• Problem description: Take the entries that follow and return exactly the lines from the one holding "Query: man in dark jacket" through the one holding "of the concrete", both included. Nothing else is needed.

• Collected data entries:
━━━━━━━━━━

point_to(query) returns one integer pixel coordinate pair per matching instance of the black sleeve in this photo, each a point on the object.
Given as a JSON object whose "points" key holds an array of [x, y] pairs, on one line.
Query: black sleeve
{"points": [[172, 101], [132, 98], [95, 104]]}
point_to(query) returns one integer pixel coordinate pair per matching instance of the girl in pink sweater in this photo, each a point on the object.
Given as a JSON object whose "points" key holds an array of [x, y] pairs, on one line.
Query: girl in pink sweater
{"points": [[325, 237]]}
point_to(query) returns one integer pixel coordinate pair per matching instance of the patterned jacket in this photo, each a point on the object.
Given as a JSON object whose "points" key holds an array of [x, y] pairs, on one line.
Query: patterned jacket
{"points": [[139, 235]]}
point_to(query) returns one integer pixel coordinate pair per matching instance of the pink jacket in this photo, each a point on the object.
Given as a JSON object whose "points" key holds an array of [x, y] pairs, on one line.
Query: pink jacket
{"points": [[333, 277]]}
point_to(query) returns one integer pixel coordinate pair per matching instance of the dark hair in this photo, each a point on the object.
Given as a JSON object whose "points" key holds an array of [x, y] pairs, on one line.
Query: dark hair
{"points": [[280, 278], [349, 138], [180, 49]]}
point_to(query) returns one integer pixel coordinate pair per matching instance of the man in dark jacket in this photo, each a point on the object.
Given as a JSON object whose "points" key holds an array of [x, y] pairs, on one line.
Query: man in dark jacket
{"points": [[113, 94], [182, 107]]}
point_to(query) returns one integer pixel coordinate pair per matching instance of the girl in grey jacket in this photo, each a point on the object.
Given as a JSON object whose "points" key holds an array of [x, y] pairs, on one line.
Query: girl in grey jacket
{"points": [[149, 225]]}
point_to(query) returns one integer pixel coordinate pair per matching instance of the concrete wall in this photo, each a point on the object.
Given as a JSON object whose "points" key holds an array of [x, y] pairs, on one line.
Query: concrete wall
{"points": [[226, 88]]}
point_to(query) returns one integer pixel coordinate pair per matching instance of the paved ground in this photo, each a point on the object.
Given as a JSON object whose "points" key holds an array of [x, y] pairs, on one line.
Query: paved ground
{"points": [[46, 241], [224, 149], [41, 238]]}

━━━━━━━━━━

• Response area:
Query: man in dark jacket
{"points": [[113, 94], [182, 107]]}
point_to(query) returns one integer pixel coordinate pair per matching instance of the girl in grey jacket in this photo, each a point on the object.
Given as a JSON object whose "points" key holds an array of [x, y] pairs, on one line.
Query: girl in grey jacket
{"points": [[149, 225]]}
point_to(query) returns one integer pixel coordinate pair per matching instance of the concrete wall in this photo, each a point on the object.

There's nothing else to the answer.